-- Begin DATA FOR THIS EXERCISE --
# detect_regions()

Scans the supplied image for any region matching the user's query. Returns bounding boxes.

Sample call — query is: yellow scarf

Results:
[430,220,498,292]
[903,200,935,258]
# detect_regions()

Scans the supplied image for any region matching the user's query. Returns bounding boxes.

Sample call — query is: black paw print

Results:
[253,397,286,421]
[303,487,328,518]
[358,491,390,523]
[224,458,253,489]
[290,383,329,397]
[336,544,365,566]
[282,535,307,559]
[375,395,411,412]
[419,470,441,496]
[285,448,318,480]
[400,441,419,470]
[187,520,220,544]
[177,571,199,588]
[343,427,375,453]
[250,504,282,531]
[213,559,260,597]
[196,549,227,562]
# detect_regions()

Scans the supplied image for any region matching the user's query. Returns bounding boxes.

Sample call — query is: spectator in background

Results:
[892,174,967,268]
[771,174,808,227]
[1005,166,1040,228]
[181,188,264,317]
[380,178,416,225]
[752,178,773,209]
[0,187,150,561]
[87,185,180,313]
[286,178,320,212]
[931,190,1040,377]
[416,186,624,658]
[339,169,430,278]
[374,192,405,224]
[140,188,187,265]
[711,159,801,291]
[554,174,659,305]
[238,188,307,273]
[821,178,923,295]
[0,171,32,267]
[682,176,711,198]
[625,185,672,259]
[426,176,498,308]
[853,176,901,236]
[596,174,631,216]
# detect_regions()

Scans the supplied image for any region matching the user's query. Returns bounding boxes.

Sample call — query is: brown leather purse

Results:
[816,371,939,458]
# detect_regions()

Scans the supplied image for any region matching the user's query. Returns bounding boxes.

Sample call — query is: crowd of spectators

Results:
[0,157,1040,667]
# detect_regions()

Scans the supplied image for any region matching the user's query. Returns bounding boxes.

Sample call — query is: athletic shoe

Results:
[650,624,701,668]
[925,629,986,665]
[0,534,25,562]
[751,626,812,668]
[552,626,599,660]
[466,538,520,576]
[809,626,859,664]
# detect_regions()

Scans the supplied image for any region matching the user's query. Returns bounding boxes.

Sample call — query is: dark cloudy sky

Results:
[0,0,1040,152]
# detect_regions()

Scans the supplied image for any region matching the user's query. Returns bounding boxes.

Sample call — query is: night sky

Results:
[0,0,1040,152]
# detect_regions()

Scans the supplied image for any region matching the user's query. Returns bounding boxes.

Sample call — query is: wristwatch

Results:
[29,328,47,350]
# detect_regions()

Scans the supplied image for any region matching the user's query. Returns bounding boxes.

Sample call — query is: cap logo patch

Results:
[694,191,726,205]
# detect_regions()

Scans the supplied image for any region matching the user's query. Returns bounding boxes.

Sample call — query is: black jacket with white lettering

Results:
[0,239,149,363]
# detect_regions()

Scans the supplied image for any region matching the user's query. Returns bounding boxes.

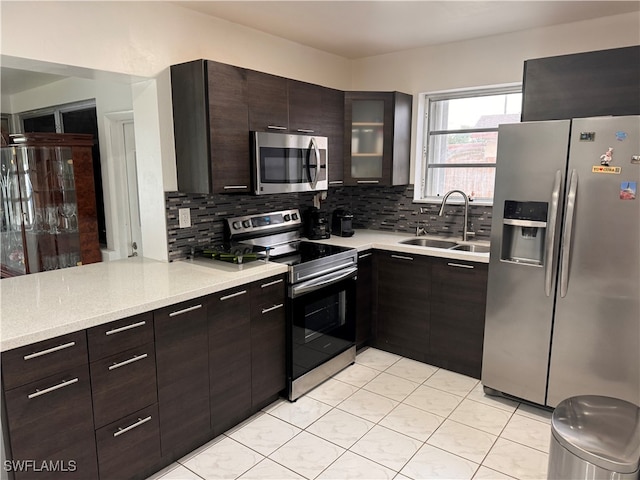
-- End DATA FOR THIS EXERCISE --
→ **WHAT TO WORK ON**
Convert all of the records above into a numbered list with one line per item, skipping the blank lines. Omit the pictures.

→ **COMPLETE OUTPUT**
1. # detect_regions()
2. Scans the supplied image for any region matching the user's query. Returns bounding boxes.
3. Sample call — query is: yellow scarf
4. Results:
5. [430,220,498,292]
6. [903,200,935,258]
7. # detect_regions()
8. Scans the supplied image for any region matching the user's query. Returns bounding boxes.
9. Sample call — query is: black paw print
10. Results:
11. [253,397,286,421]
12. [303,487,328,518]
13. [358,491,390,523]
14. [224,458,253,489]
15. [290,383,329,397]
16. [336,544,365,566]
17. [282,535,307,559]
18. [375,395,411,412]
19. [419,470,441,496]
20. [285,448,318,480]
21. [400,441,419,470]
22. [187,520,220,544]
23. [177,571,199,588]
24. [343,427,375,453]
25. [250,504,282,531]
26. [213,559,260,597]
27. [196,549,227,562]
28. # detect_regions()
29. Scans the supplied image for any region matching the user's query. Returns bounding boxes.
30. Sample call — query is: spectator in background
31. Results:
32. [892,174,967,268]
33. [771,174,808,227]
34. [1005,166,1040,228]
35. [181,188,264,317]
36. [380,178,416,225]
37. [752,178,773,209]
38. [0,187,150,561]
39. [87,185,180,313]
40. [286,178,320,212]
41. [931,190,1040,377]
42. [416,186,624,658]
43. [339,169,430,278]
44. [374,192,405,224]
45. [140,188,187,265]
46. [711,159,801,291]
47. [554,174,659,305]
48. [238,188,307,273]
49. [821,178,923,295]
50. [0,171,32,267]
51. [682,176,711,198]
52. [625,185,672,259]
53. [426,176,498,308]
54. [853,176,901,236]
55. [596,174,631,216]
56. # detect_regions()
57. Scans the supplied image for any region matching the user's query. Returns bounding boxes.
58. Sample call — query is: brown leather purse
59. Results:
60. [816,371,939,458]
61. # detect_regions()
62. Scans the supplied image for any region matching the user's query. Returns bounding boxes.
63. Sample call — query is: crowd of spectators
64. Results:
65. [0,157,1040,667]
66. # detect_regions()
67. Scans the supplied image for any region matching the user's query. Returns bounding boxes.
68. Sample call — query is: athletic shoe
69. Results:
70. [650,624,701,668]
71. [925,629,986,665]
72. [0,534,25,562]
73. [751,626,812,668]
74. [552,626,599,660]
75. [466,538,520,576]
76. [809,626,859,664]
77. # detect_regions()
78. Scans the supplied image for any region matching the user's query. Returns bounding boxes.
79. Sample call — query is: dark cloudy sky
80. Results:
81. [0,0,1040,152]
82. # detect_regions()
83. Scans the supplied image for any region matching the user's query. Returns bounding boxes.
84. Sample call — query is: night sky
85. Results:
86. [0,0,1040,152]
87. # detect_regions()
88. Scans the supplied image for any region matching the user's query. Returns bounding boxes.
89. Sample call — query is: wristwatch
90. Results:
91. [29,328,47,350]
92. # detect_regions()
93. Scans the supplied image for any region matching the user's query. Returns bounding boxes.
94. Sample call — query is: cap logo patch
95. Results:
96. [694,191,726,205]
97. # detect_regions()
98. Scans the supplied image for any region matching the user's query. Returns bounding boxes.
99. Sample call — query is: black jacket with white lettering
100. Results:
101. [0,239,149,363]
102. # detect_regions()
103. Scans the supplied image for any region matching the user's query. Returns bounding boxes.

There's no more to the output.